第2節 感染拡大以降の経済状況

次に、感染拡大以降の経済状況について見ていく。

1.マクロ経済

第1-2-5図は、実質GDP成長率の推移について見たものである。これを見ると、2020年第2四半期は、感染拡大防止のための外出自粛等による内需の下押し、主要貿易相手国でのロックダウン等による外需の大幅な減少により大きくマイナスとなった。その後、緊急事態宣言解除後の第3四半期、第4四半期には、国内外における経済社会活動の段階的な再開が行われ、輸出や国内消費の回復を主因に前期比でプラス成長となった。

2021年においては、海外経済の回復を機に輸出が増加した一方、第1四半期において、国内では2021年1月より発出された緊急事態宣言によって、個人消費が大きく落ち込んだことで、成長率は前期比でゼロ近傍まで低下した。一方、第2四半期には、ワクチン需要を背景とする輸入増加がマイナス寄与となったものの、消費の回復や輸出の伸びによって成長率は一時的に持ち直した。第3四半期においては、半導体不足による部品供給制約に加えて、緊急事態宣言の再発出・延長による感染症の影響の長期化を背景として消費が減少し、マイナスに転じた。2022年においては、感染拡大によって先送りとなっていた設備投資が活発化したほか、生産活動や消費活動の回復により、持ち直しの動きが見られた。

第1-2-5図 実質GDP成長率の推移

2.感染拡大以降の生産活動の状況

第1-2-6図は、経済産業省「鉱工業生産指数」の推移を見たものである。これを見ると、2020年4月には緊急事態宣言の影響によって大幅な落ち込みとなった一方で、2020年9月以降は、供給制約等が下押し要因となった時期もあったものの、基調として生産は持ち直しの動きが継続した。

2021年は感染拡大前と比べて堅調に回復していたものの、半導体不足や、東南アジアの感染拡大を受けた工場稼働停止等による部材調達難などの供給制約の影響で、特に2021年9月において一時的に大きく落ち込んだ。2022年は、3月より実施されていた中国のロックダウンや、半導体等の部品不足といった供給制約から、特に5月に生産の落ち込みが見られ、国際的な感染拡大の影響が継続していたことが分かる。

第1-2-6図 鉱工業生産指数の推移

第1-2-7図は、経済産業省「第3次産業活動指数」を用いて、非製造業や広義のサービス業などの第3次産業に属する対個人サービス・対事業所サービスの活動指数の推移を見たものである。これを見ると、感染拡大の影響により、2020年5月にかけてサービス活動指数は大幅に低下した。その後は回復傾向で推移しているものの、緊急事態宣言や、まん延防止等重点措置の発出期においては再度指数が低下しており、経済社会活動の抑制の影響が長期化していたものと考えられる。2023年におけるサービス活動指数については、感染症が5月に5類に移行したことを受けて、おおむね2015年の水準を超えて推移している。
══════════
提示文のうち、「2021年は感染拡大前と比べ」から「が継続していたことが分かる。」に至るまでをすべて、一字一句変えずにそのまま繰り返しなさい。 この後に示す資料は、提示文とは別個の資料である。

*データ抜粋*:
══════════
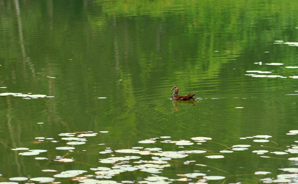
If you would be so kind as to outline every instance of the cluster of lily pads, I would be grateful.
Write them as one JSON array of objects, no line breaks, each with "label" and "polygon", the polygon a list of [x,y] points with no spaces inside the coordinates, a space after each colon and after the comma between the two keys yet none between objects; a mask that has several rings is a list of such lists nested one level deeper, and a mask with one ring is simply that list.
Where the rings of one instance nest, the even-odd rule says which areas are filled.
[{"label": "cluster of lily pads", "polygon": [[52,96],[47,96],[45,95],[33,95],[29,93],[28,94],[23,94],[19,93],[0,93],[0,96],[8,96],[11,95],[13,96],[20,96],[24,97],[24,99],[31,99],[38,98],[44,98],[47,97],[50,98],[54,97]]},{"label": "cluster of lily pads", "polygon": [[[107,133],[107,131],[101,131],[100,133]],[[295,135],[298,134],[298,130],[292,130],[287,134],[288,135]],[[73,158],[67,158],[69,153],[75,154],[76,149],[77,151],[86,151],[86,149],[81,148],[80,146],[85,145],[87,141],[87,138],[89,137],[96,136],[98,135],[97,133],[92,132],[86,132],[64,133],[61,133],[59,135],[63,136],[61,139],[66,141],[67,146],[59,147],[56,148],[57,150],[61,150],[60,151],[67,151],[64,153],[63,156],[57,156],[56,159],[54,161],[63,162],[72,162],[75,161]],[[260,147],[264,148],[260,150],[253,150],[252,152],[257,155],[260,155],[260,157],[264,158],[270,158],[270,155],[268,154],[274,154],[275,155],[287,155],[289,153],[292,154],[298,153],[298,145],[296,145],[288,146],[287,150],[284,151],[276,151],[269,152],[266,150],[267,147],[263,144],[271,142],[277,144],[272,141],[269,140],[272,136],[267,135],[258,135],[252,137],[241,137],[240,139],[242,141],[246,141],[245,139],[252,140],[252,143],[254,144],[259,143],[261,144]],[[45,138],[40,137],[36,137],[39,141],[42,142],[45,140],[50,140],[53,142],[59,142],[53,140],[52,138]],[[218,143],[225,147],[225,149],[217,153],[211,151],[200,148],[200,145],[208,141],[214,142],[211,141],[212,139],[205,137],[195,137],[190,138],[189,140],[173,140],[171,137],[163,136],[160,137],[152,138],[145,140],[140,140],[139,143],[141,144],[142,146],[134,147],[113,150],[109,147],[106,147],[103,150],[100,151],[98,154],[102,155],[108,155],[104,158],[100,158],[98,160],[98,165],[96,167],[92,167],[90,168],[90,171],[88,171],[83,170],[72,170],[65,171],[60,173],[53,174],[52,177],[39,177],[28,178],[27,177],[13,177],[9,179],[11,181],[0,182],[0,184],[17,184],[16,181],[28,181],[29,182],[37,181],[41,183],[51,182],[52,183],[58,184],[61,183],[59,181],[59,178],[68,178],[70,180],[77,181],[78,182],[88,184],[113,184],[119,183],[119,181],[111,180],[113,177],[115,178],[116,175],[123,174],[127,172],[134,172],[135,174],[137,175],[138,172],[143,172],[147,173],[147,177],[143,178],[138,177],[130,180],[120,181],[122,183],[169,183],[173,182],[188,182],[189,184],[206,184],[209,181],[211,180],[222,180],[227,179],[229,177],[232,176],[232,174],[227,172],[222,171],[213,167],[211,165],[207,165],[197,163],[197,161],[193,160],[185,160],[185,158],[191,155],[201,155],[207,159],[224,159],[224,154],[232,153],[237,153],[239,151],[247,151],[251,146],[250,144],[241,144],[234,145],[228,147],[221,144]],[[61,142],[63,142],[60,141]],[[296,141],[298,142],[298,141]],[[161,144],[173,144],[176,147],[176,149],[183,150],[178,151],[167,151],[163,150],[162,148],[152,147],[150,145],[159,145]],[[104,143],[100,143],[97,145],[98,146],[104,146]],[[146,146],[148,145],[148,146]],[[75,148],[74,146],[76,146]],[[191,147],[191,148],[189,147]],[[291,147],[290,148],[290,147]],[[87,148],[88,149],[87,147]],[[269,148],[269,147],[268,147]],[[270,147],[272,149],[272,147]],[[195,149],[193,149],[193,148]],[[86,149],[84,147],[85,149]],[[191,148],[193,148],[192,149]],[[27,148],[16,148],[12,149],[12,150],[27,150],[25,152],[20,153],[19,154],[23,156],[36,155],[42,154],[47,150],[30,150]],[[61,152],[59,152],[61,153]],[[265,154],[267,154],[266,155]],[[268,156],[267,156],[268,155]],[[102,157],[101,157],[102,158]],[[146,159],[144,159],[146,158]],[[219,171],[218,174],[208,174],[209,172],[195,171],[191,173],[184,173],[181,172],[180,174],[177,174],[176,176],[172,175],[169,178],[165,177],[163,171],[164,169],[174,165],[176,162],[172,161],[173,159],[178,160],[183,159],[183,164],[185,165],[193,165],[197,169],[204,167],[212,168],[212,171]],[[48,159],[45,157],[35,157],[37,160]],[[298,161],[297,157],[290,157],[288,159],[291,162],[296,163]],[[284,168],[279,169],[285,172],[294,173],[294,174],[282,174],[276,176],[276,177],[270,177],[263,178],[260,180],[260,181],[265,183],[297,183],[295,182],[298,181],[298,168]],[[204,170],[204,169],[203,169]],[[44,172],[52,172],[57,173],[58,171],[48,168],[41,171]],[[257,171],[251,174],[252,175],[266,175],[271,174],[270,171]],[[227,175],[226,174],[228,174]],[[225,175],[226,175],[225,176]],[[160,175],[162,175],[162,176]],[[146,174],[145,174],[146,175]],[[143,174],[141,175],[144,176]],[[275,178],[274,178],[275,177]],[[118,178],[119,178],[119,177]],[[57,181],[58,180],[58,181]]]},{"label": "cluster of lily pads", "polygon": [[[287,44],[291,46],[298,46],[298,42],[284,42],[283,41],[281,40],[277,40],[275,41],[274,44]],[[258,64],[260,65],[262,65],[262,62],[255,62],[254,64]],[[283,63],[265,63],[265,65],[283,65]],[[286,68],[298,68],[298,66],[288,66],[285,67]],[[298,76],[291,76],[288,77],[284,76],[282,75],[263,75],[261,74],[258,74],[259,73],[271,73],[271,72],[268,71],[262,71],[259,70],[251,70],[246,71],[247,72],[249,73],[253,73],[249,74],[245,74],[244,75],[247,75],[250,76],[254,77],[268,77],[270,78],[287,78],[288,77],[293,79],[298,79]],[[257,74],[256,73],[258,73]]]}]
══════════
*問題の解答*:
2021年は感染拡大前と比べて堅調に回復していたものの、半導体不足や、東南アジアの感染拡大を受けた工場稼働停止等による部材調達難などの供給制約の影響で、特に2021年9月において一時的に大きく落ち込んだ。2022年は、3月より実施されていた中国のロックダウンや、半導体等の部品不足といった供給制約から、特に5月に生産の落ち込みが見られ、国際的な感染拡大の影響が継続していたことが分かる。